* **Textauszug**:
Wie die Tumorzellen das Gehirn „kapern“
Glioblastome wachsen tief ins Gehirn ein und bauen dabei ein weitreichendes Geflecht, das sie besonders schwer angreifbar macht. „Diese Tumore sind wie ein Pilzgeflecht, das überall Wurzeln schlägt“, erklärt Dr. Dr. Varun Venkataramani, Neurologe an der Medizinischen Fakultät Heidelberg. Die Nervenzellen des Gehirns, die eigentlich schützen sollen, helfen den Tumoren unfreiwillig: Sie bilden Verbindungen und senden Signale, die das Wachstum der Krebszellen sogar fördern.
Mit veränderten Tollwutviren, die Tumorzellen und ihre direkten Verbindungen markieren, konnte das Forschungsteam zeigen, dass diese Vernetzung viel früher beginnt, als bisher angenommen. „Wir haben Tumorzellen entdeckt, die sich bereits weit über das Gehirn verteilt hatten – zu einem Zeitpunkt, an dem sie mit herkömmlichen Methoden noch gar nicht sichtbar wären“, so Erstautorin Ekin Reyhan.

* **Bereitgestellte Datensätze**:
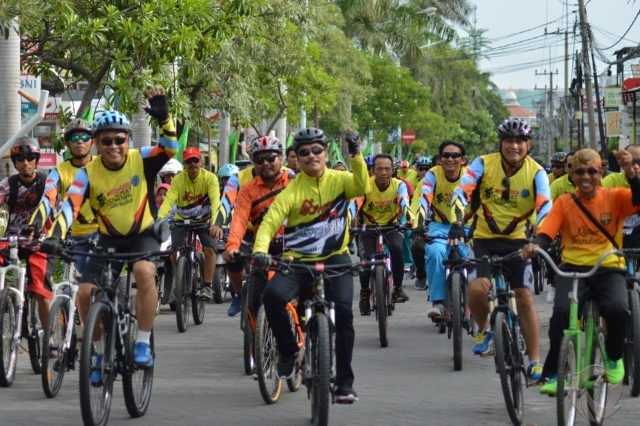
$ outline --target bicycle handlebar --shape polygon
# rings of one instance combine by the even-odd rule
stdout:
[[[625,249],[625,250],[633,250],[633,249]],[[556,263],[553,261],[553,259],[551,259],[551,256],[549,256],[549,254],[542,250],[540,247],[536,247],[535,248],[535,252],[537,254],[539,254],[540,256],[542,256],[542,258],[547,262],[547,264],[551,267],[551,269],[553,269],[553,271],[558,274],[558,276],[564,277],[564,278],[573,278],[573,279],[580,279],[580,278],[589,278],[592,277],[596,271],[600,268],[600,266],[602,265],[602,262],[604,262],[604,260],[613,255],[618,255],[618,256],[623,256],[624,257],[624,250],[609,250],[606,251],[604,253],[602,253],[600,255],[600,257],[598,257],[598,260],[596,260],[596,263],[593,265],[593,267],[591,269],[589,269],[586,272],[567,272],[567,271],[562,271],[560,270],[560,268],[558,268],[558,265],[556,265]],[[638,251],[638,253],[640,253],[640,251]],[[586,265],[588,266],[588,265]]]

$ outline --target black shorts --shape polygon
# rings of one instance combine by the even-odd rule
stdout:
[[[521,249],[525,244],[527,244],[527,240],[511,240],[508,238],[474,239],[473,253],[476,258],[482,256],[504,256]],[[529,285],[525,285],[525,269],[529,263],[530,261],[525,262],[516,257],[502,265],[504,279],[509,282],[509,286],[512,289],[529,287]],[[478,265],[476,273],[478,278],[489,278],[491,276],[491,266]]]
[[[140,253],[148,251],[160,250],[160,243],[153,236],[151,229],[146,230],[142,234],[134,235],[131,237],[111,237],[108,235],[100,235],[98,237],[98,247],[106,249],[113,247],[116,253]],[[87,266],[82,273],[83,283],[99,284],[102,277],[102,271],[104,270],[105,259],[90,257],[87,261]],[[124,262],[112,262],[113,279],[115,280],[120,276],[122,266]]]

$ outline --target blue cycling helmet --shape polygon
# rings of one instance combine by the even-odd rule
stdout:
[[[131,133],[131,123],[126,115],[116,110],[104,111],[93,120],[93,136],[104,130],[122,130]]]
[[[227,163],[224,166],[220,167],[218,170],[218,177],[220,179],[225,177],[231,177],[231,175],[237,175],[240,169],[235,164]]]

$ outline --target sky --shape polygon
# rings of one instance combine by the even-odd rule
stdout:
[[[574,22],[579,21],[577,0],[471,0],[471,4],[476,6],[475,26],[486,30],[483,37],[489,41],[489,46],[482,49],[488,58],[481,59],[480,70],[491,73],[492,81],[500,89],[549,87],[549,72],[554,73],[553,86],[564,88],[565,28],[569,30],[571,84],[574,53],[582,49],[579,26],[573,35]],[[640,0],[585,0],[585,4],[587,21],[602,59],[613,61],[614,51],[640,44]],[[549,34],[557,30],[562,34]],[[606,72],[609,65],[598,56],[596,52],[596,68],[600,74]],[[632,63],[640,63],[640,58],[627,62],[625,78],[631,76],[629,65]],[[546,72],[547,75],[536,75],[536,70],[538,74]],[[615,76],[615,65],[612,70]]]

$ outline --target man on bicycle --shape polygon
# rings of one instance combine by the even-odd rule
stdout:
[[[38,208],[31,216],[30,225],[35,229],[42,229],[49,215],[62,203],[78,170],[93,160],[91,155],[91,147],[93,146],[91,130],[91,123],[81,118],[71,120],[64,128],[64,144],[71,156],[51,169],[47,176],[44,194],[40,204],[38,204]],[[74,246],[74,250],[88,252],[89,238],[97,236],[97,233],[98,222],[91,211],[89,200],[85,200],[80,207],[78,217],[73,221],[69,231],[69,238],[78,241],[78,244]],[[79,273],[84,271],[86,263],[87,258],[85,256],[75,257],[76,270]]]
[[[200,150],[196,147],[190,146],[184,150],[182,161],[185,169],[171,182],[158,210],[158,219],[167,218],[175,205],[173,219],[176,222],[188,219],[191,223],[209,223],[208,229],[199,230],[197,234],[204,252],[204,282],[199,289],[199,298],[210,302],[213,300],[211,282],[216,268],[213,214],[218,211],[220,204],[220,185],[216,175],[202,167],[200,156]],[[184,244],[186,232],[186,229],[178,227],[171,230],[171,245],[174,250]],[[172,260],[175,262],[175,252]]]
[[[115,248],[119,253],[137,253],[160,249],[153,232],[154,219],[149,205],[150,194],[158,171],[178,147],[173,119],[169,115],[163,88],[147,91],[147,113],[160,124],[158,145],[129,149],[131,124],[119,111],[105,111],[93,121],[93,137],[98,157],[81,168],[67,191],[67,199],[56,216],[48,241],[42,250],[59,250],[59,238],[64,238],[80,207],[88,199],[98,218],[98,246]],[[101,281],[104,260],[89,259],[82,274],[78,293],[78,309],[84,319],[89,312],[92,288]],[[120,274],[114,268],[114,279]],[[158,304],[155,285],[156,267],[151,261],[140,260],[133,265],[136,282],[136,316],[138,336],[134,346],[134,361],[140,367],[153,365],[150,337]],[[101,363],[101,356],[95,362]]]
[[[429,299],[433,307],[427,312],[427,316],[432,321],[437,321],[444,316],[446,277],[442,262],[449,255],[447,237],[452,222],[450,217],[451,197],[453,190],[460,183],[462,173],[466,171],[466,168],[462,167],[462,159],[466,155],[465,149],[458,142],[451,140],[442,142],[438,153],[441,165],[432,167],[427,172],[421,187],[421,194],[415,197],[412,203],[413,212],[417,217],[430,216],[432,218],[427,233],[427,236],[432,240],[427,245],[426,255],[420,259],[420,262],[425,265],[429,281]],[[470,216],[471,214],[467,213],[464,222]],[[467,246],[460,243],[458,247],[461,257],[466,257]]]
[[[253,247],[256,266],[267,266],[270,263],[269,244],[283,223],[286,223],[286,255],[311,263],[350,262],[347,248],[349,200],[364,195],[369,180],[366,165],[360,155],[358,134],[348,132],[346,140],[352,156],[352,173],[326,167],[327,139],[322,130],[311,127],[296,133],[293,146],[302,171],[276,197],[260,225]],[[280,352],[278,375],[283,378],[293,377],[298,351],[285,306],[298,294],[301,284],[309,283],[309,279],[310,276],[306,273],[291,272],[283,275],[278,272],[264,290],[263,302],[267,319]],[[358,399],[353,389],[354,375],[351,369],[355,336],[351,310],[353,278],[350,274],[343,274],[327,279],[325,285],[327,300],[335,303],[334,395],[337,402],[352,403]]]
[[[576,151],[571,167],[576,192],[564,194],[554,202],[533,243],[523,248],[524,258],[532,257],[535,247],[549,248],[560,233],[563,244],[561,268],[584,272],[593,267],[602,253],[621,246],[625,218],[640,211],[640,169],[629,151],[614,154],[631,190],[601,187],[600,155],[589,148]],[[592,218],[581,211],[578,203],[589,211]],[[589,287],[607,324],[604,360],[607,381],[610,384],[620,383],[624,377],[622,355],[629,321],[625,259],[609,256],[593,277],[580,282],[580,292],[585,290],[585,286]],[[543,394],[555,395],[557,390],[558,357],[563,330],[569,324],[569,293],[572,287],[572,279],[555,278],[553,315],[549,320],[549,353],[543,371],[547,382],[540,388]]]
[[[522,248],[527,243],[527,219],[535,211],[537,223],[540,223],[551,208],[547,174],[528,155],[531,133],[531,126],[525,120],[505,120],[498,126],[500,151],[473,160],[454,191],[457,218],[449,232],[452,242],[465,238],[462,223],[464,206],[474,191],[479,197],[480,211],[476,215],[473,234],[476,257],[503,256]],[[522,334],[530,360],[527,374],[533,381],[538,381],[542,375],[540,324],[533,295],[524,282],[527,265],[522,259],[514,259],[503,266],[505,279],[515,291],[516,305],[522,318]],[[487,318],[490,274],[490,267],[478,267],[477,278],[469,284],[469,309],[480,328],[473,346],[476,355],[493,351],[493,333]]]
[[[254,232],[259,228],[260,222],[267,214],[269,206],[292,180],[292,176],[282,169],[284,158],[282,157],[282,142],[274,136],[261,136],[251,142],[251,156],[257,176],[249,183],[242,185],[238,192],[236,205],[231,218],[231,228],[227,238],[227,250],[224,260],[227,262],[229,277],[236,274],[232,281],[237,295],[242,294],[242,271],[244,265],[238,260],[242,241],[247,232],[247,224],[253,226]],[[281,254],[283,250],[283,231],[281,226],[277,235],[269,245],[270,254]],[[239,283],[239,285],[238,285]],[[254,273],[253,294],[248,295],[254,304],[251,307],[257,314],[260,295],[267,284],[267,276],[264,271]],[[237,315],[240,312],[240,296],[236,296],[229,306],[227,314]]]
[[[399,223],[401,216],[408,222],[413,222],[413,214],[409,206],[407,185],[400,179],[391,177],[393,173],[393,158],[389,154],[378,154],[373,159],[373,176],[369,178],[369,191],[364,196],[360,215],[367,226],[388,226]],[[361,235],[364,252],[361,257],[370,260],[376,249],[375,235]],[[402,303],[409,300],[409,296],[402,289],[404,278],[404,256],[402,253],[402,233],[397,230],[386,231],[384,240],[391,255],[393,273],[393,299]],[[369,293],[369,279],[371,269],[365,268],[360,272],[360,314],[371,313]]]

* **Arbeitsauftrag A**:
Beantworte anhand des Textes über Glioblastome die folgenden Fragen:
(i) Womit vergleicht Dr. Dr. Varun Venkataramani diese Tumore?
(ii) Welche Viren nutzte das Forschungsteam, um Tumorzellen und ihre direkten Verbindungen zu markieren?
(iii) Wer ist die Erstautorin?
* **Arbeitsauftrag B**: Gib aus dem Text über Glioblastome den Abschnitt wortgetreu aus, der bei den Worten „Wie die Tumorzellen“ beginnt und nach den Worten „Krebszellen sogar fördern.“ endet.
* **Arbeitsauftrag C**: Fasse den Absatz des Textes über Glioblastome, der mit „Glioblastome wachsen tief ins Gehirn ein“ beginnt, kürzer zusammen und behalte dabei seine wesentlichen Fakten bei.

* **Lösung A**:
(i) Mit einem Pilzgeflecht, das überall Wurzeln schlägt.
(ii) Veränderte Tollwutviren.
(iii) Ekin Reyhan.

* **Lösung B**:
Wie die Tumorzellen das Gehirn „kapern“
Glioblastome wachsen tief ins Gehirn ein und bauen dabei ein weitreichendes Geflecht, das sie besonders schwer angreifbar macht. „Diese Tumore sind wie ein Pilzgeflecht, das überall Wurzeln schlägt“, erklärt Dr. Dr. Varun Venkataramani, Neurologe an der Medizinischen Fakultät Heidelberg. Die Nervenzellen des Gehirns, die eigentlich schützen sollen, helfen den Tumoren unfreiwillig: Sie bilden Verbindungen und senden Signale, die das Wachstum der Krebszellen sogar fördern.

* **Lösung C**: Glioblastome wachsen tief ins Gehirn ein und bilden ein weitreichendes Geflecht, das sie schwer angreifbar macht. Der Heidelberger Neurologe Dr. Dr. Varun Venkataramani vergleicht sie mit einem Pilzgeflecht. Die Nervenzellen des Gehirns bilden unfreiwillig Verbindungen zu den Tumoren und senden Signale, die deren Wachstum fördern.